**PROBLEM DESCRIPTION:** Lines before the one containing "Query: black mane" are to be left out; that line and every line after it, through the last line below, are to be reproduced exactly.

[Referring expression data]

==============================

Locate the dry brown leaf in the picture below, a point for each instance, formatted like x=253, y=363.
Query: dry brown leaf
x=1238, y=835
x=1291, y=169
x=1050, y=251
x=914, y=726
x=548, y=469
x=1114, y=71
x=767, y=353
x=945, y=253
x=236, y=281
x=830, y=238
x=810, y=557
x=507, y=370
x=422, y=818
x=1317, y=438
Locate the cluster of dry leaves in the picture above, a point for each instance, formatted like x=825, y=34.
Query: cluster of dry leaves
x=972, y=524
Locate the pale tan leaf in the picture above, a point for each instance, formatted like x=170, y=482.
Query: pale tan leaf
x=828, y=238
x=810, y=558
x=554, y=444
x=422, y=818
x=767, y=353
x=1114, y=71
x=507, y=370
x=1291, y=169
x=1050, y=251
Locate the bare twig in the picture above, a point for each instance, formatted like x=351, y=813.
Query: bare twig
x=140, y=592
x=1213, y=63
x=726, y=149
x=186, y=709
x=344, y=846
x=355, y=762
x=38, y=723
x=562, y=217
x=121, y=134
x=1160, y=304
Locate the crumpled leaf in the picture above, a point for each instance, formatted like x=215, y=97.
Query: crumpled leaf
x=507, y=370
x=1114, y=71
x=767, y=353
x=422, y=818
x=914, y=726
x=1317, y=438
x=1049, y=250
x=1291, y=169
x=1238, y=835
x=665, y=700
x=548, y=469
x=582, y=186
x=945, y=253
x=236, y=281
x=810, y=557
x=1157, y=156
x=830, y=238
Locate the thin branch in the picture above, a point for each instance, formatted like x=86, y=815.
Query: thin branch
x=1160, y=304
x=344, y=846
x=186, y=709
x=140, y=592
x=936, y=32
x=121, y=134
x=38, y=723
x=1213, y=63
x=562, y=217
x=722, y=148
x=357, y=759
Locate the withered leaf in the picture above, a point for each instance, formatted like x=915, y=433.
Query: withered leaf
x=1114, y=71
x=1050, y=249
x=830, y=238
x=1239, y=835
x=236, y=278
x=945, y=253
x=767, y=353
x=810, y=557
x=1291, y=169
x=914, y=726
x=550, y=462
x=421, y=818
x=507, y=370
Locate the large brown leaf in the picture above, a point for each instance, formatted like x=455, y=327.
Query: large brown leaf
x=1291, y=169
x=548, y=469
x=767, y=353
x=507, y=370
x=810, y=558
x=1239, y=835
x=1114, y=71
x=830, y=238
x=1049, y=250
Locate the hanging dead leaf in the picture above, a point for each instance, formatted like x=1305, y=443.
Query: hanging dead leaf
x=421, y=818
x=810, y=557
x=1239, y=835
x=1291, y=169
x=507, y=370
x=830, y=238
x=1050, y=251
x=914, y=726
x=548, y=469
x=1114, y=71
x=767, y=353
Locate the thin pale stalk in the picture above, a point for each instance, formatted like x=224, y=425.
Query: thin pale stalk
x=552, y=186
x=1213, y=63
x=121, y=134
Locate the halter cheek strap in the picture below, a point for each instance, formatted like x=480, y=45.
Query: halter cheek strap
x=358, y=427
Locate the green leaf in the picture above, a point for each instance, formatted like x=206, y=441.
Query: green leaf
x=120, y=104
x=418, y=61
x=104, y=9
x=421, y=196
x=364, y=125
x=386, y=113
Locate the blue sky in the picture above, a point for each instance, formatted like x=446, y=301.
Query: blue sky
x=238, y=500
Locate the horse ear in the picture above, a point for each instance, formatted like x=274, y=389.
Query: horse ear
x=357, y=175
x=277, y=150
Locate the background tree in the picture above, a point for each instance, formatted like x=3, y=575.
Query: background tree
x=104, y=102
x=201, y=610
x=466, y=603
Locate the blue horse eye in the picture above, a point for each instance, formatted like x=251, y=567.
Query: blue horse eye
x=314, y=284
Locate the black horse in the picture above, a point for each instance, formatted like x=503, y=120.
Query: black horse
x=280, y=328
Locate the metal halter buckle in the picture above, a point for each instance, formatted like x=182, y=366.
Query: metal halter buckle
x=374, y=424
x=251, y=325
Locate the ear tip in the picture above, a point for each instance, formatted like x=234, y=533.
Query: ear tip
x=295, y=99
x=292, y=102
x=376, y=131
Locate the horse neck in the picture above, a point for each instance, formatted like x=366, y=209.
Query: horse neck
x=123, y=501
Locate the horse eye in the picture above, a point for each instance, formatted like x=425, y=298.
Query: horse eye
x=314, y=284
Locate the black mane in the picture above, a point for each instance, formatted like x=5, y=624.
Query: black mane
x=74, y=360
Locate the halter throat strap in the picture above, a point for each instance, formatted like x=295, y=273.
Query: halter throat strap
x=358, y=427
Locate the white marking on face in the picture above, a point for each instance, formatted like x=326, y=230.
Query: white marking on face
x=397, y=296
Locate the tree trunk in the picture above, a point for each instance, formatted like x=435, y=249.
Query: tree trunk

==============================

**TASK ANSWER:**
Query: black mane
x=74, y=360
Locate the halter throat strap in the picture above, a point for each instance, formatted like x=295, y=273.
Query: halter throat strap
x=358, y=427
Locate the white marking on face in the picture above, a point for each instance, formatted like x=326, y=230.
Query: white marking on face
x=397, y=296
Locate the tree trunk in the picture above, a point for each instance, formatted like x=435, y=249.
Query: tree trunk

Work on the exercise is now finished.